> **WHAT YOU SHOULD DO**: Make an exact copy of all the entries, but do not reproduce the pictures.

+ + + + +

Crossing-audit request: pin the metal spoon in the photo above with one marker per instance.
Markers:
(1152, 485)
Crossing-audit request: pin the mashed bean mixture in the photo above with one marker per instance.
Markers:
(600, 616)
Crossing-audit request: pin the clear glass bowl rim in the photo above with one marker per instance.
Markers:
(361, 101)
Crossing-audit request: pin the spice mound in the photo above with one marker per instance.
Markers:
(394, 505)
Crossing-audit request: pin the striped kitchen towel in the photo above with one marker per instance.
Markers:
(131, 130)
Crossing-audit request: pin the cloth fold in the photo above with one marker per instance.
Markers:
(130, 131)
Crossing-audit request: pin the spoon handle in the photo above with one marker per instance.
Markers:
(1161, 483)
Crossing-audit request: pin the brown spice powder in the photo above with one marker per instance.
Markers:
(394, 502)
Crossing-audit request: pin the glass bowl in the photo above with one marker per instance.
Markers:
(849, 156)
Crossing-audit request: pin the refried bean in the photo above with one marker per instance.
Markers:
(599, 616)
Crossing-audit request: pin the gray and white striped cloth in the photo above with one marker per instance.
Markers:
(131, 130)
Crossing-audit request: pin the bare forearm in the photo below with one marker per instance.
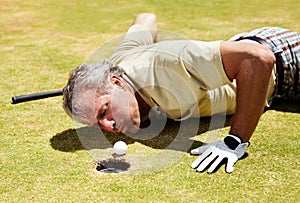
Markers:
(148, 20)
(251, 66)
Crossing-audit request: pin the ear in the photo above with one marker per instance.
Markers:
(116, 80)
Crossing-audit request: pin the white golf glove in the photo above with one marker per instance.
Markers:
(213, 154)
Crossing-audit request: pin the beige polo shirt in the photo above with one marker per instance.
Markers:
(185, 78)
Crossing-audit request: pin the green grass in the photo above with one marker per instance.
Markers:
(41, 156)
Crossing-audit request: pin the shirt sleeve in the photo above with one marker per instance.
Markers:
(136, 36)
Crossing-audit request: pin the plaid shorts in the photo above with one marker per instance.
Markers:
(285, 45)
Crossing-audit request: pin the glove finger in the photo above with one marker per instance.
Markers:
(200, 150)
(229, 166)
(196, 163)
(215, 165)
(206, 162)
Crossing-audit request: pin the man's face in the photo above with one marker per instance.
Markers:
(117, 112)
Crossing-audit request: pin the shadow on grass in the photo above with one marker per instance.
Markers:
(285, 105)
(87, 138)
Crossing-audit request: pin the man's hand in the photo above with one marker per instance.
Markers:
(213, 154)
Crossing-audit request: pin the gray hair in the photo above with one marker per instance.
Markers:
(87, 78)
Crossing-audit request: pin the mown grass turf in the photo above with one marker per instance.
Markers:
(41, 156)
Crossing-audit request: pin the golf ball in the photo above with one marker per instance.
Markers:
(120, 147)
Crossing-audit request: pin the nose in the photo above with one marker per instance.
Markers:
(107, 124)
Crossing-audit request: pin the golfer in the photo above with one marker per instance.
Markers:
(187, 78)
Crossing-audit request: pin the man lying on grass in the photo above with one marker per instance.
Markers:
(188, 78)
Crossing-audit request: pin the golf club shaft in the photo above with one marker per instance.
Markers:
(36, 96)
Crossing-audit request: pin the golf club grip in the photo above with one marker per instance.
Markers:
(36, 96)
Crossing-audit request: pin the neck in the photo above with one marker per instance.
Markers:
(143, 106)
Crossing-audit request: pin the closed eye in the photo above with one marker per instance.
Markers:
(103, 112)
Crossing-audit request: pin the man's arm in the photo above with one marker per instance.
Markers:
(251, 65)
(148, 20)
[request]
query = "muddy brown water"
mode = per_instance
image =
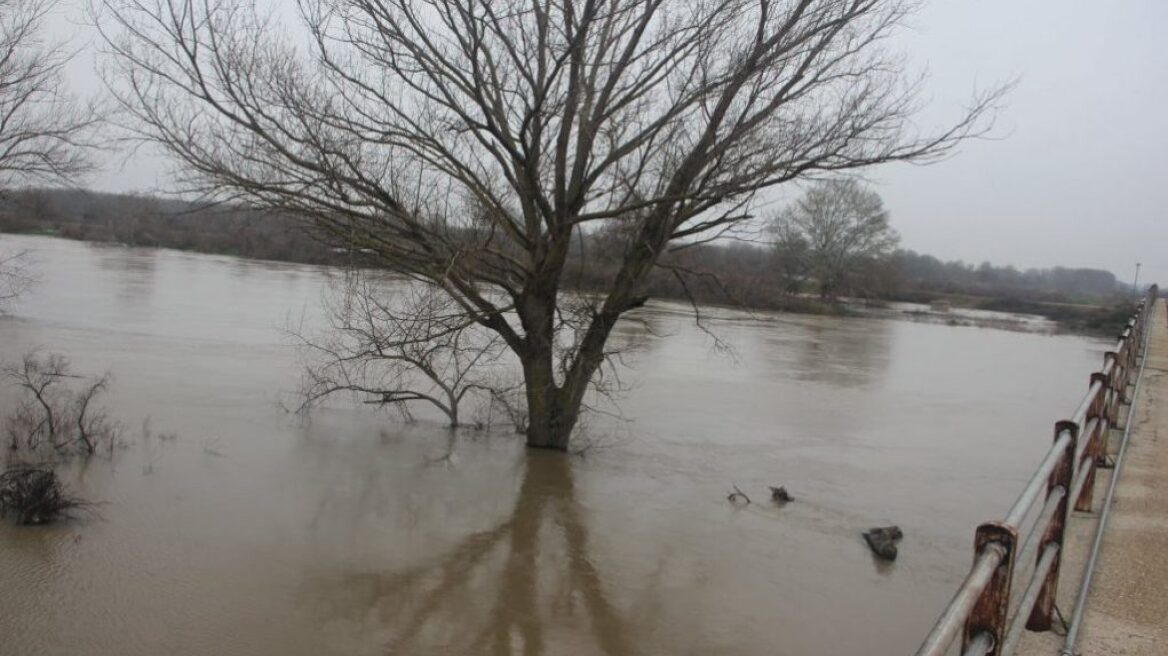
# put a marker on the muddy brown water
(254, 532)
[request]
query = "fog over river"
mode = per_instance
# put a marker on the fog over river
(254, 531)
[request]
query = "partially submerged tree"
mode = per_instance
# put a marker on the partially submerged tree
(35, 495)
(395, 343)
(389, 118)
(15, 277)
(53, 418)
(841, 228)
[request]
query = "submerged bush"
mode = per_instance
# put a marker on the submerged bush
(57, 413)
(34, 495)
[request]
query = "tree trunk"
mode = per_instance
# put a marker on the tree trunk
(554, 410)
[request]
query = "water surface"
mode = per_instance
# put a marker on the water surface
(254, 532)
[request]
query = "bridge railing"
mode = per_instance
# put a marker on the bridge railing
(1012, 585)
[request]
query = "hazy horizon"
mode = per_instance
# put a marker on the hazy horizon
(1069, 176)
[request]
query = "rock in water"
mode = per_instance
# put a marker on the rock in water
(780, 495)
(882, 541)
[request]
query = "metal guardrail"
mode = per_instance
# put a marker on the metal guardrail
(985, 612)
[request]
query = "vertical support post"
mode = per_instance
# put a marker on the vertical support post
(1113, 398)
(992, 609)
(1091, 449)
(1062, 476)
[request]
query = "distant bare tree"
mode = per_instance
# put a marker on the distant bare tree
(548, 118)
(842, 227)
(396, 343)
(15, 276)
(43, 131)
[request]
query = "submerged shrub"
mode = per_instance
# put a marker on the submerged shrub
(34, 495)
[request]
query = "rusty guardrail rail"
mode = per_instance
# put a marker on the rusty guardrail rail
(986, 612)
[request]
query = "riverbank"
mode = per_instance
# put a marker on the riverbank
(1128, 597)
(755, 293)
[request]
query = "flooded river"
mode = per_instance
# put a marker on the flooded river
(233, 528)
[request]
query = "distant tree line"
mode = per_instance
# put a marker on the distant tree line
(783, 270)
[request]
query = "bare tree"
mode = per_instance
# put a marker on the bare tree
(548, 118)
(15, 277)
(842, 227)
(43, 131)
(397, 343)
(51, 417)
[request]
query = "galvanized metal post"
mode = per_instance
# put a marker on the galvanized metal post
(1062, 476)
(992, 609)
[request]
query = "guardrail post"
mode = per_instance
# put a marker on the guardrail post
(1062, 476)
(992, 609)
(1111, 362)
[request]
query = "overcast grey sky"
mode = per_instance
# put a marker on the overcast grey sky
(1076, 176)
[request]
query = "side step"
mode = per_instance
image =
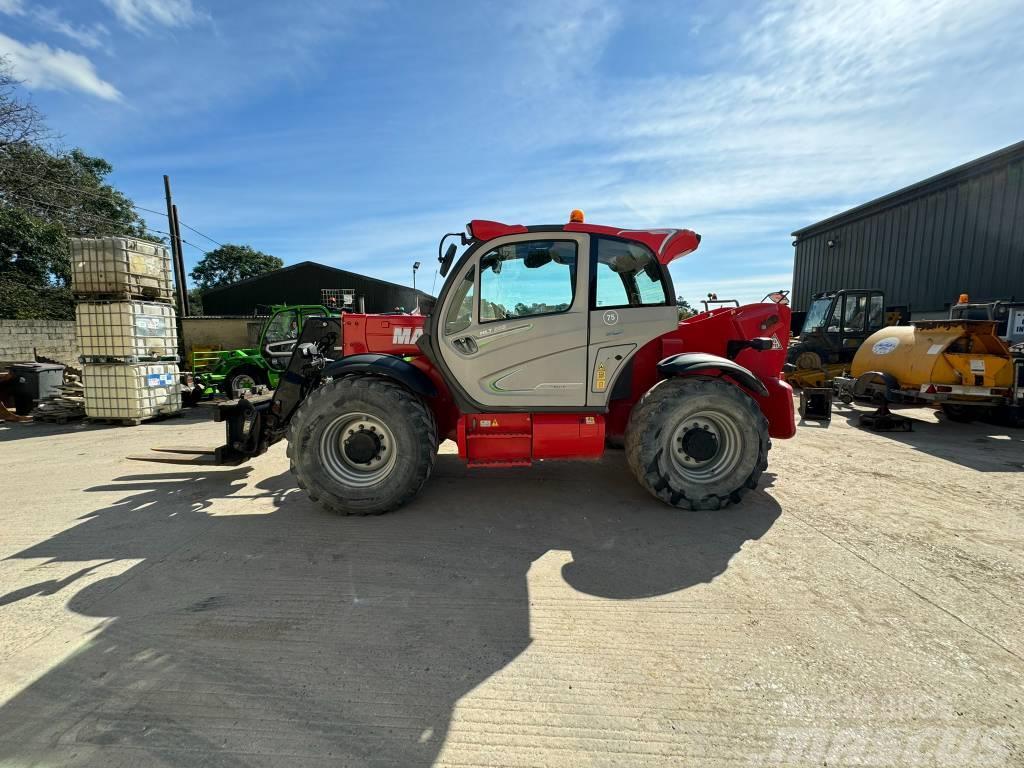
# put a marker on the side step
(519, 439)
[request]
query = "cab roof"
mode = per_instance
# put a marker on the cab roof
(668, 245)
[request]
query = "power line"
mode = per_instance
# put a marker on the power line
(199, 232)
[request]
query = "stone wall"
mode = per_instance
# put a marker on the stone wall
(53, 339)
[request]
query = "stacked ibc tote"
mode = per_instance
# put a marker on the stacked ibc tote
(127, 329)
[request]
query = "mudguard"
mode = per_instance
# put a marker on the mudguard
(692, 363)
(386, 366)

+ + + + +

> **RESULT**:
Crossing-audit request: pin the metal spoon in the photo above with one marker per instance.
Markers:
(1152, 485)
Crossing-audit request: pin the mashed bean mixture in the photo above with one marker per instance.
Markers:
(600, 616)
Crossing-audit request: pin the clear glass bowl rim in the photo above with one marker per instance.
Markers:
(361, 101)
Crossing-audit request: pin the spice mound in the photo above with one marker per instance.
Markers:
(394, 505)
Crossing-audit request: pin the striped kitchen towel in the photo above with one marker per instance.
Markers:
(131, 130)
Crossing-audit request: pin the cloth fold in the photo above with one marker per instance.
Markers:
(130, 131)
Crossing-audit request: pin the spoon handle in the photo above with one marker per instance.
Markers:
(1161, 483)
Crossing-audit request: pin the brown spice powder in the photo above with one marker per instance.
Markers:
(394, 502)
Crossing-audit request: pin the glass bowl in the photo above with one marker per instance.
Markers:
(849, 156)
Crossing-audit request: pin the refried bean in the photo above with one marker per instance.
Markers:
(599, 616)
Crossing-audit request: pin the gray and white striped cloth in the photo above with one marker per instance.
Markers:
(131, 130)
Crossing-audit request: pin the bare forearm in the photo below with one marker per instance.
Markers:
(148, 20)
(251, 66)
Crossing-audit request: pin the ear in the photo above with one marker per instance.
Markers:
(116, 80)
Crossing-audit request: pin the white golf glove in the photo above with one marker per instance.
Markers:
(213, 154)
Crossing-audit request: pin the beige polo shirt in the photo above with one marker per instance.
Markers:
(185, 78)
Crossing-audit request: pin the green grass in the photo above with one marker per instance.
Markers:
(41, 156)
Crossing-audit request: pin the shirt sleeve in the photo above with one marker per instance.
Markers:
(136, 36)
Crossing-audit request: pin the plaid shorts in the photo above with one marker per instance.
Markers:
(285, 45)
Crossing-audit request: pin the glove finger in the photo above with one marker per instance.
Markers:
(200, 150)
(229, 166)
(196, 163)
(215, 165)
(206, 162)
Crossing-audit request: pin the man's face in the photo above with one marker per instance.
Markers:
(117, 112)
Crossing-audit request: pin the shadow on grass in the photo above with one marker per instance.
Markers:
(285, 105)
(87, 138)
Crossing-audit request: pin the man's hand in the photo above with one marker per instance.
Markers:
(213, 154)
Crossing-audit request: pin the gray hair in the photo above with one marker per instance.
Markers:
(87, 78)
Crossing-audit request: pin the mown grass turf in the photo above with one marker per instance.
Markers:
(41, 156)
Crossing-audit request: pin the golf ball in the photo above with one marker per instance.
Markers:
(120, 147)
Crossing-audit request: pin the nose in the photo above with one marker per instance.
Markers:
(107, 124)
Crossing-audit request: pin the golfer in the photo above with one marker per instance.
Markers:
(187, 78)
Crossing-audit request: pin the man lying on grass in the photo above with one marker per instance.
Markers:
(188, 78)
Crossing-audit request: pin the golf club shaft in the photo above with one marker per instance.
Markers:
(36, 96)
Crossing-audit request: pin the golf club grip in the photo above with one marker per instance.
Markers:
(36, 96)
Crossing-audit request: pin the neck in the photo above with one marker per instance.
Markers:
(143, 106)
Crossing-audit request: pin the closed eye in the photo above with one marker per instance.
Markers:
(103, 112)
Crossing-audit request: pin the man's arm in the photo above with one marker per instance.
Markers:
(251, 65)
(148, 20)
[request]
query = "muddy brown water"
mode = per_instance
image =
# put a marker on the muddy brown water
(254, 532)
[request]
query = "fog over river"
mode = per_instance
# put a marker on the fog over river
(254, 531)
[request]
query = "partially submerged tree"
mode = per_instance
# put a marker on the partially submerged tree
(35, 495)
(395, 343)
(389, 118)
(15, 277)
(53, 418)
(841, 228)
[request]
query = "submerged bush"
mode = per_instance
# put a marker on the submerged bush
(57, 413)
(34, 495)
[request]
query = "tree trunk"
mode = per_instance
# put a marker on the tree trunk
(554, 410)
[request]
query = "water surface"
mode = per_instance
# put a marker on the water surface
(254, 532)
[request]
query = "bridge railing"
mode = per_instance
# put a marker on the bridge railing
(1012, 585)
[request]
query = "hazy horizon"
mode = per_instance
# put a marker on the hazy horizon
(1069, 176)
[request]
query = "rock in water"
mode = per_instance
# put a marker on the rock in water
(780, 495)
(882, 541)
[request]
query = "metal guardrail"
mode = per_instance
# put a marker on the metal guardrail
(985, 612)
[request]
query = "vertical support post"
mode = per_instance
# put a marker on the vertical support post
(1113, 398)
(992, 609)
(1091, 449)
(1062, 476)
[request]
query = "distant bare tree"
mode = per_instance
# put a marker on the distant bare tree
(548, 118)
(842, 227)
(396, 343)
(15, 276)
(43, 131)
[request]
query = "submerged shrub"
mode = per_instance
# put a marker on the submerged shrub
(34, 495)
[request]
query = "rusty guardrail rail"
mode = per_instance
# put a marker on the rusty guardrail rail
(986, 612)
[request]
query = "riverbank"
mode = per_instance
# put a marker on the riverbank
(1128, 597)
(755, 293)
[request]
query = "flooded river"
mode = per_instance
# put a marker on the flooded river
(233, 528)
[request]
query = "distant tree line"
mode = per_instance
# put a marker on the distant tree line
(783, 270)
[request]
query = "bare tree"
mode = per_instance
# put a marker on the bare tree
(548, 118)
(15, 277)
(842, 227)
(43, 131)
(397, 343)
(51, 417)
[request]
query = "galvanized metal post"
mode = per_instance
# put a marker on the galvanized metal post
(1062, 476)
(992, 609)
[request]
query = "guardrail post"
mode = per_instance
# put a marker on the guardrail post
(1062, 476)
(992, 609)
(1111, 362)
[request]
query = "overcast grey sky"
mode = per_instance
# put a marker on the overcast grey sky
(1076, 176)
[request]
query = "side step"
mode = per_instance
image =
# put a marker on the side step
(519, 439)
[request]
query = "cab roof"
mode = per_instance
# put a marker on the cab roof
(668, 245)
[request]
query = "power line"
mode = per_instance
# put a marker on the power line
(199, 232)
[request]
query = "stone wall"
mode = per_instance
# put a marker on the stone wall
(53, 339)
[request]
query = "stacked ibc tote"
mode = per_instance
# put a marker on the stacked ibc tote
(127, 329)
[request]
query = "mudguard"
mode = per_instance
# put a marker on the mudguard
(692, 363)
(386, 366)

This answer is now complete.